(Problem to work on)
Output as a numbered list the lines from the one containing "# test: point at every instance of the wooden" through the final line below, both ends included, leaving out any blank lines.

(Provided data)
━━━━━━━━

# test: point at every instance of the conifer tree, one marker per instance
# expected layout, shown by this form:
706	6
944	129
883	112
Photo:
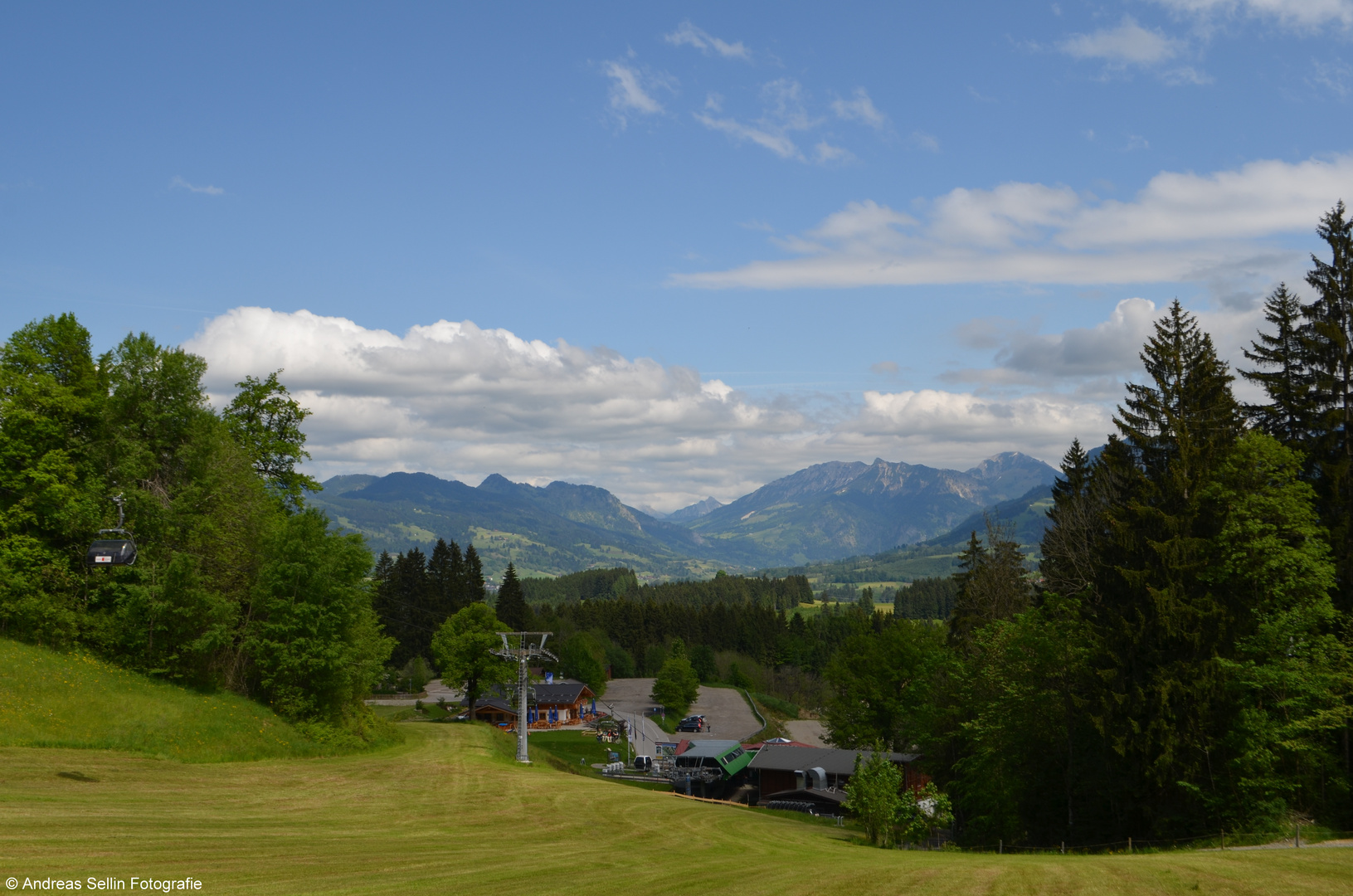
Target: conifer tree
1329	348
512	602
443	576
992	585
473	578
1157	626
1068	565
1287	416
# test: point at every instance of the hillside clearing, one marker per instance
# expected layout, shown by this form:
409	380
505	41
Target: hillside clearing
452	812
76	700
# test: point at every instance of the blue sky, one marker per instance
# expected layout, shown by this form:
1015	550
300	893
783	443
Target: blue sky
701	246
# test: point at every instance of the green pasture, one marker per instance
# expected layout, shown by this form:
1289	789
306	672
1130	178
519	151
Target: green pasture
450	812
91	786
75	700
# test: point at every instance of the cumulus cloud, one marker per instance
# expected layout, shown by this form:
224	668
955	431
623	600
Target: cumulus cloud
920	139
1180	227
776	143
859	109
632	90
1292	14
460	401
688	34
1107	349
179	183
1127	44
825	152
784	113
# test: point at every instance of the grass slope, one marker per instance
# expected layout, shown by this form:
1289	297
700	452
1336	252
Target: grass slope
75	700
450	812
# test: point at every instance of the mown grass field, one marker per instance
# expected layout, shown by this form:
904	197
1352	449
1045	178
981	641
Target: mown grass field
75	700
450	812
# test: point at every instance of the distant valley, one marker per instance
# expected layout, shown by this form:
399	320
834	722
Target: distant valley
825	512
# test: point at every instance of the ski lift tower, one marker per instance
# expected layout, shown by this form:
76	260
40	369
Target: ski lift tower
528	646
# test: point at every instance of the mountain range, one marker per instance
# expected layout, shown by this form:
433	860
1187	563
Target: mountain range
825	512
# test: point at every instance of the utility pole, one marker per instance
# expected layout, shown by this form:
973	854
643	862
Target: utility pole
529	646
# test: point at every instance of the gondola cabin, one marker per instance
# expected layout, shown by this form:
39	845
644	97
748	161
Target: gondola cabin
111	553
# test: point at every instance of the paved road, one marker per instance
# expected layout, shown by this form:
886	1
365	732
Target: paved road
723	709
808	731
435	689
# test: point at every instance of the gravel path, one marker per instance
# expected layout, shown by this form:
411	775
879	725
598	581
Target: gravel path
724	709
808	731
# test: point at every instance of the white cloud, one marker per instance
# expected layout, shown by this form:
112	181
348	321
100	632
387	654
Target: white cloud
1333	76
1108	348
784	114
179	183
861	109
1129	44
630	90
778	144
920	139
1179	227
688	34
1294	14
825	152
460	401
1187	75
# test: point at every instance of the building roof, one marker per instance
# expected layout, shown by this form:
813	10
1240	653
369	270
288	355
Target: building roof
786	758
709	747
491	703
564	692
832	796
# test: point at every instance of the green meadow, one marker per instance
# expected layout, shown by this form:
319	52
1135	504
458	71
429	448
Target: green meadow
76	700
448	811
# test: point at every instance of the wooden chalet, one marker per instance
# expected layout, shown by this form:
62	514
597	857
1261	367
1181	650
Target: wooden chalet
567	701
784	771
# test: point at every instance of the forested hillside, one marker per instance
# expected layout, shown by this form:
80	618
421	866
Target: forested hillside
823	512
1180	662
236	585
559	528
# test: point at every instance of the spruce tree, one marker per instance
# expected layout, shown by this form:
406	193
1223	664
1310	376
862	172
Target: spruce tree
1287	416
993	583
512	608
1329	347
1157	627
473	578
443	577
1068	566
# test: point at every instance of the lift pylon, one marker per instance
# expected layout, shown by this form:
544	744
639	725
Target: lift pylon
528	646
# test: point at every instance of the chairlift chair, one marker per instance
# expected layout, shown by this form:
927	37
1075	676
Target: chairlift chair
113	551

━━━━━━━━

(Exercise result)
1. # test: point at every instance of the wooden chalet, one marker per instance
2. # expected layout, shown by this form:
3. 62	514
4. 597	857
5. 1261	367
6. 1181	650
7. Target: wooden chalet
8. 567	701
9. 784	771
10. # test: point at every instance of the forested hillside, one marker per instance
11. # expected layout, shown by this form:
12. 80	618
13. 421	866
14. Target: forested hillside
15. 823	512
16. 1180	662
17. 236	585
18. 559	528
19. # test: point at every instance of the spruce tree, one marker per instance
20. # expected layout, shown by this form:
21. 406	193
22. 1223	664
23. 1310	376
24. 862	172
25. Target: spruce tree
26. 1287	416
27. 993	583
28. 512	608
29. 1329	347
30. 1157	627
31. 473	578
32. 443	577
33. 1068	566
34. # test: point at every instance of the lift pylon, one marker per instance
35. # expected layout, shown by this form:
36. 544	744
37. 639	725
38. Target: lift pylon
39. 528	646
40. # test: point at every instance of the chairlift chair, one marker per instance
41. # expected layout, shown by this form:
42. 927	37
43. 1075	676
44. Target: chairlift chair
45. 113	551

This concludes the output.